▸ **What this task involves**: Nothing but the lines below from the one holding "Expected behaviour: the pointer locates the man in" up to and including the one holding "Expected behaviour: the pointer locates the man's" should be copied, exactly and without pictures.
Data listing START
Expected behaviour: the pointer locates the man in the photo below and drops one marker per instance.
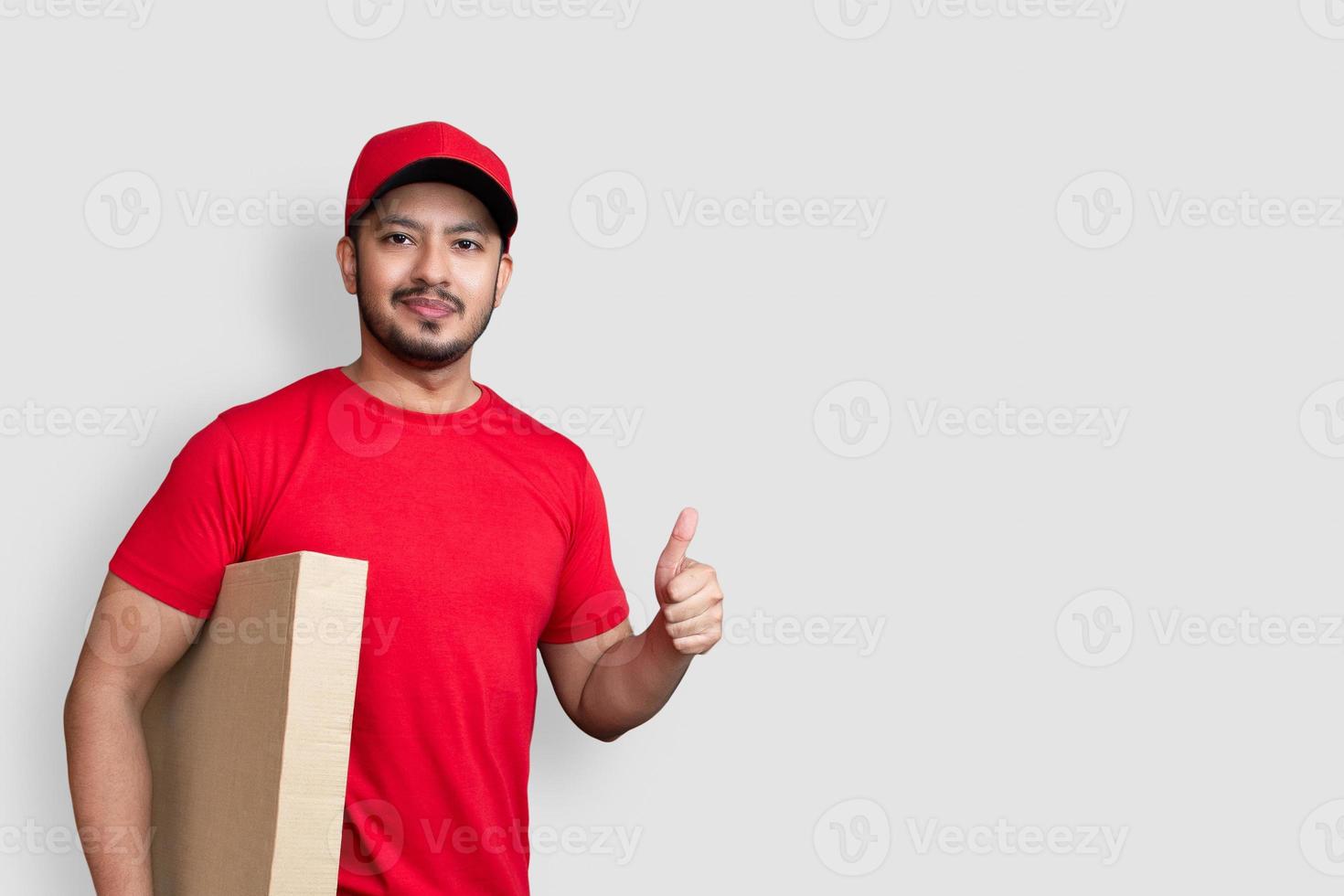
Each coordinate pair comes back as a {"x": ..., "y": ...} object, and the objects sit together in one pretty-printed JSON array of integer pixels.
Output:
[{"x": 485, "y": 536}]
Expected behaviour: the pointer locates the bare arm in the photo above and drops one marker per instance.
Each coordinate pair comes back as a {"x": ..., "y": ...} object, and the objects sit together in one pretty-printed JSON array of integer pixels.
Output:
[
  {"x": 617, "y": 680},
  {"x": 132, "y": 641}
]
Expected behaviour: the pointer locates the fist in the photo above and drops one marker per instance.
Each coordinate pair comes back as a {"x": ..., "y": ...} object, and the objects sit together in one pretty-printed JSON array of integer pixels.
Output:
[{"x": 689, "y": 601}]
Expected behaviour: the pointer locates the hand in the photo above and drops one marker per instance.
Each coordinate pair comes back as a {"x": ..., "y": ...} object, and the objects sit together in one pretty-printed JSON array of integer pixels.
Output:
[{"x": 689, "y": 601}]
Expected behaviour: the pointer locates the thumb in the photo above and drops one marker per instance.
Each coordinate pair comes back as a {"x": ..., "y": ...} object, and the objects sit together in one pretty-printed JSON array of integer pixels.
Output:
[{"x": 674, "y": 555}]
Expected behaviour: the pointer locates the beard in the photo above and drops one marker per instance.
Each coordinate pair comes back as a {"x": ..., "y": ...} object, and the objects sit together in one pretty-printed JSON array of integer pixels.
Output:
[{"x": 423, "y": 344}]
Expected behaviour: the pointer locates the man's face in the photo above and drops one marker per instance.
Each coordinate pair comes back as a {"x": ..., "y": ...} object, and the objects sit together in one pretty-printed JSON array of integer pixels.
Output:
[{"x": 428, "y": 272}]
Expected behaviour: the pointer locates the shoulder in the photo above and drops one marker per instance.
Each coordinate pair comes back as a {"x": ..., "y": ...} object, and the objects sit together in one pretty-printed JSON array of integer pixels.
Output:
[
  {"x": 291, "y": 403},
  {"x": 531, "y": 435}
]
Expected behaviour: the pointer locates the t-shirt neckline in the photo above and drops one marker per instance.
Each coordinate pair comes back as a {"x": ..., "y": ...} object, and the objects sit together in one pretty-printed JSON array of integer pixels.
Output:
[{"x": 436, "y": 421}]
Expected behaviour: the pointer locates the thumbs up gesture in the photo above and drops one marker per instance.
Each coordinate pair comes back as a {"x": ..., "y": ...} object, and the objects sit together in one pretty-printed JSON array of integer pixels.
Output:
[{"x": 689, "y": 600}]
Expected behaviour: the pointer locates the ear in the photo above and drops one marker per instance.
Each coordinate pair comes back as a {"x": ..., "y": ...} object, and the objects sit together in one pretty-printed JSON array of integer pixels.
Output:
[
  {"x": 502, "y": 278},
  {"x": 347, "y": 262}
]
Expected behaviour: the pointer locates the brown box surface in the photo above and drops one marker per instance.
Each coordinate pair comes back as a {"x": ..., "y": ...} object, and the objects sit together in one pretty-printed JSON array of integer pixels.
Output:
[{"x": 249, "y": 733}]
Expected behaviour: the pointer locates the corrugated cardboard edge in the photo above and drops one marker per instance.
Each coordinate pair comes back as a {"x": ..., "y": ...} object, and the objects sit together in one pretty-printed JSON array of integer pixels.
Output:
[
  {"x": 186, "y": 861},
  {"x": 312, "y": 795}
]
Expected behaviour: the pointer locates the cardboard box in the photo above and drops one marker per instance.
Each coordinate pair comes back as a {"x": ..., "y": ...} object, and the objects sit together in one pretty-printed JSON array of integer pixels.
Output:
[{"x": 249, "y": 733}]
Data listing END
Data listing START
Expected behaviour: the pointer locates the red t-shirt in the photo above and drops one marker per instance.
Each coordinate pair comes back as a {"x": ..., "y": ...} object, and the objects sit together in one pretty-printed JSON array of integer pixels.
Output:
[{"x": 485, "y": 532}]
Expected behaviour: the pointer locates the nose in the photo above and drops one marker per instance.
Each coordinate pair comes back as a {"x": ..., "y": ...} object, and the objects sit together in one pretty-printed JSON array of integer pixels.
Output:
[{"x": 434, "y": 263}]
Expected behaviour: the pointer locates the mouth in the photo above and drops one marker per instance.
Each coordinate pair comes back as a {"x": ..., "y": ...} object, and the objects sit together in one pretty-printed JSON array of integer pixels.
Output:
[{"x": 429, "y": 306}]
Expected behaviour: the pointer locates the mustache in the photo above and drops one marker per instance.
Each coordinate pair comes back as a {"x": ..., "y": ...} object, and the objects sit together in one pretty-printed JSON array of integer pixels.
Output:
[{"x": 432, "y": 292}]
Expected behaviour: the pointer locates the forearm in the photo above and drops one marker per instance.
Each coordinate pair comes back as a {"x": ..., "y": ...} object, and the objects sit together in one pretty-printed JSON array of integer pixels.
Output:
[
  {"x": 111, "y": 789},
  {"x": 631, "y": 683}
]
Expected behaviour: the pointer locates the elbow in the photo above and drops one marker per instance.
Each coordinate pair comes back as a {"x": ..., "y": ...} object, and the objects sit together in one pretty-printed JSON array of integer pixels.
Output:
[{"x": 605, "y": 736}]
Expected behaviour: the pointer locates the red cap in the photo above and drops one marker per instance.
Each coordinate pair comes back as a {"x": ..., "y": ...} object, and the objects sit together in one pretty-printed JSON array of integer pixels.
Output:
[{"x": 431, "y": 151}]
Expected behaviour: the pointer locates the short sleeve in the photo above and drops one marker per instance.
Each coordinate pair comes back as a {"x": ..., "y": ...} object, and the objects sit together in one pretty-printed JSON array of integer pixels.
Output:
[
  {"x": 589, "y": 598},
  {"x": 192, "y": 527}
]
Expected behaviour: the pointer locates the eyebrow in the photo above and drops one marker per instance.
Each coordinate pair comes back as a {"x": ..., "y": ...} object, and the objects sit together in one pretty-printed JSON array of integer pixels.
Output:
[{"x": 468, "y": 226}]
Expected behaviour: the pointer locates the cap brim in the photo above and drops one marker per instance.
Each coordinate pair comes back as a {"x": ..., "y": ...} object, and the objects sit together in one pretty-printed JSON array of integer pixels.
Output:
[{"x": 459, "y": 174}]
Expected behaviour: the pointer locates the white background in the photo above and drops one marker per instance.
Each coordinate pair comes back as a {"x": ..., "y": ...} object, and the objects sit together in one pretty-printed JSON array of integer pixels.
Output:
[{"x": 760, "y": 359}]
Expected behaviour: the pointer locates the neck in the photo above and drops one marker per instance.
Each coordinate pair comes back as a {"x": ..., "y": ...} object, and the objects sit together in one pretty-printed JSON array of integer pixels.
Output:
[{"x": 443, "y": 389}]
Data listing END
Data listing START
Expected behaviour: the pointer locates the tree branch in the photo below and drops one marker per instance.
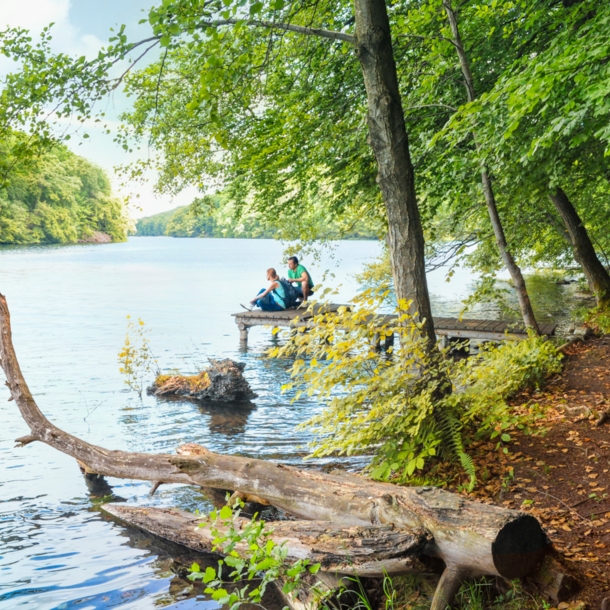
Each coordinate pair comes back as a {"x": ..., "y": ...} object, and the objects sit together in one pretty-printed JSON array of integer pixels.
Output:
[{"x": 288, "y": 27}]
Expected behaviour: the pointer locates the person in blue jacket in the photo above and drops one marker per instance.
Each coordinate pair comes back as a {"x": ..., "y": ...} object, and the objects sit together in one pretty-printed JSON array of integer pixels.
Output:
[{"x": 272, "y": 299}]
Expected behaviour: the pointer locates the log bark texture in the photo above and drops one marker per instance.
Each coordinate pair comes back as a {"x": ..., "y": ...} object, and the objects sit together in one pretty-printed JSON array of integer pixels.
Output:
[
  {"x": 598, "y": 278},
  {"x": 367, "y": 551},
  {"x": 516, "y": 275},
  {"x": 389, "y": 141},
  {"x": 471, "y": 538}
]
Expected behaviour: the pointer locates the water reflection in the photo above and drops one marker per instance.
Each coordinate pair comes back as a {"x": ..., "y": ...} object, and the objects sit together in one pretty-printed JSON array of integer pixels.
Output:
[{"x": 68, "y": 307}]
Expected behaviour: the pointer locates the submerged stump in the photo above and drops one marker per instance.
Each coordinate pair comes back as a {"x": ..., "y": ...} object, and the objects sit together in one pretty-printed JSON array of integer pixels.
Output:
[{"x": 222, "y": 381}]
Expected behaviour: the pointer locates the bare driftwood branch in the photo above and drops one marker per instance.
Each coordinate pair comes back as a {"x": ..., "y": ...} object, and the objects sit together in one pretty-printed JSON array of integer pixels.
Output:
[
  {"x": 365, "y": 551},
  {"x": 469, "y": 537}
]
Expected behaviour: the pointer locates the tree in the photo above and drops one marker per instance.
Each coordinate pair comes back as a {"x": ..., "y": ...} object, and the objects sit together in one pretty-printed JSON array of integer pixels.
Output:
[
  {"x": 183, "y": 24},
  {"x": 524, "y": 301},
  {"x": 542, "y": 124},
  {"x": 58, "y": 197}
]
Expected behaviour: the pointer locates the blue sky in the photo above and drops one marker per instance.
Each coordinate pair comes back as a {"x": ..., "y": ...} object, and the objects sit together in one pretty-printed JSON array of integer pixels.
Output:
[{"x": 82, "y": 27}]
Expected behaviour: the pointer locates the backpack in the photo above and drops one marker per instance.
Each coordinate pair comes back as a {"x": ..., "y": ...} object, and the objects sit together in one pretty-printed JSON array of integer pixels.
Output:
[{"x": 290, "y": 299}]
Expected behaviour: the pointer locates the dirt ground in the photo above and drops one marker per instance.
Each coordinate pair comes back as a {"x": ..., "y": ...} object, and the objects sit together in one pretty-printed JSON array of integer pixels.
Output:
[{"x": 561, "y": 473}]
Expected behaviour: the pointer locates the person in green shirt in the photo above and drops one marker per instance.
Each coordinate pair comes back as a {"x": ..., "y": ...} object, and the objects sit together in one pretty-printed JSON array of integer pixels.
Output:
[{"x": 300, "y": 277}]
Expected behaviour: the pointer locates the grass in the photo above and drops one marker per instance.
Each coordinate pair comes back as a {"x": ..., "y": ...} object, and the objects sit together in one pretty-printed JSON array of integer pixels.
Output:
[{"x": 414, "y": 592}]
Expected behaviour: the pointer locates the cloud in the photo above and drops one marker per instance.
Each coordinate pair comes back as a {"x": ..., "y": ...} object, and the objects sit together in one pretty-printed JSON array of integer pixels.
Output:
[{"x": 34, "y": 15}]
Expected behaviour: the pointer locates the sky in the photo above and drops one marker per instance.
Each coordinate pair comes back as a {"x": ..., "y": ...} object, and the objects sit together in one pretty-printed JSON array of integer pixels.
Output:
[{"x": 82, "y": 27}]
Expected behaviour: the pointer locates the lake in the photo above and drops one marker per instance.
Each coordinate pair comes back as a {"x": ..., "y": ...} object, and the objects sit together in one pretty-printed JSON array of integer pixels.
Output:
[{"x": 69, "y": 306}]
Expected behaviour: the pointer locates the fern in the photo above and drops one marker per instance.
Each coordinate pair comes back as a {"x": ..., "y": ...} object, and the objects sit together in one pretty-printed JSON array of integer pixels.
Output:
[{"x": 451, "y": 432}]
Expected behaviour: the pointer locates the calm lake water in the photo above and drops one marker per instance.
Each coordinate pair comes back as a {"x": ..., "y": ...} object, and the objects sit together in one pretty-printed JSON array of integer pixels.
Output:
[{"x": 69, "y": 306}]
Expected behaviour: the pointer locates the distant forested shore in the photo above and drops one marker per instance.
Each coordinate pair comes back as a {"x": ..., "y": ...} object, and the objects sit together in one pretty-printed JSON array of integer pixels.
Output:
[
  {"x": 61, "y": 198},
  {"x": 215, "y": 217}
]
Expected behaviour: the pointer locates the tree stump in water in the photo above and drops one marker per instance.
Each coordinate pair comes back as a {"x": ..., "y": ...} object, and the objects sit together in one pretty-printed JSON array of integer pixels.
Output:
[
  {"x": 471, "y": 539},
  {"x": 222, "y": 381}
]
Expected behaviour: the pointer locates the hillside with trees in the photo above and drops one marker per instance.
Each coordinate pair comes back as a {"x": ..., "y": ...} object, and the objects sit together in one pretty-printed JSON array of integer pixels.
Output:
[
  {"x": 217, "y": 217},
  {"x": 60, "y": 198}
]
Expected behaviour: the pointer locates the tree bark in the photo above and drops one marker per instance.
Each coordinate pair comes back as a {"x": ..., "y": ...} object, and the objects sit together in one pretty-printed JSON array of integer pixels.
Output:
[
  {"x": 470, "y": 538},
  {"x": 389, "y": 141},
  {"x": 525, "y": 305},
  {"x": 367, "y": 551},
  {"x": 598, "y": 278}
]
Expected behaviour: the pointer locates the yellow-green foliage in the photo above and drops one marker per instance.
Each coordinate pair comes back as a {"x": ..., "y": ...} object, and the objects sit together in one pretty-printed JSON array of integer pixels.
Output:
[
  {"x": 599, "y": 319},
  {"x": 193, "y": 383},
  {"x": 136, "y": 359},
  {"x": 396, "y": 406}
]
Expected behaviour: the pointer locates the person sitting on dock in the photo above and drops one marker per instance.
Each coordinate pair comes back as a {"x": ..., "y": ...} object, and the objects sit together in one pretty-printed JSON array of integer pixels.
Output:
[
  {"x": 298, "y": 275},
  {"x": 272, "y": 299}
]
Data listing END
▸ **Exercise solution**:
Expected behaviour: the pointer locates the man in the photo below and drops one marker per instance.
Each coordinate pair comes back as a {"x": ..., "y": ...} object, and the objects sit together in one pretty-printed JSON array of integer pixels.
Output:
[{"x": 485, "y": 536}]
Expected behaviour: the pointer locates the bare arm in the photo above and drops one marker per instance.
Each coordinate pair comes back as a {"x": ..., "y": ...} object, and the objects sit together in one pretty-printed JSON array of integer pixels.
Output:
[
  {"x": 617, "y": 680},
  {"x": 132, "y": 641}
]
Expected behaviour: the pointer locates the fist in the photo above and drops one marker per instance.
Each coordinate pair comes back as a {"x": ..., "y": ...} object, and the objects sit together in one pretty-printed JSON array of integer pixels.
Output:
[{"x": 689, "y": 601}]
Expected behaviour: the pointer locates the hand in the photo above and drops one marker per instance.
Each coordinate pair comes back as a {"x": ..., "y": ...} object, and the objects sit together in one pretty-printed JSON array of integer pixels.
Output:
[{"x": 689, "y": 601}]
Expected behaviour: the pointer locates the thumb in the photo above and drops one marker per instance.
Each coordinate pair comes back as a {"x": ..., "y": ...} object, and the objects sit together in one pretty-printed JSON array of integer pixels.
Output:
[{"x": 674, "y": 555}]
Expected behaviour: the pointer locates the beard in the photo above and drops one marker per instance.
Each coordinate pair comes back as a {"x": ..., "y": ...} object, and the objects sit together in one pretty-printed JSON array of integer pixels.
Output:
[{"x": 423, "y": 344}]
Expected behaviour: the pointer locates the man's face in the photo above and drops one marker per instance.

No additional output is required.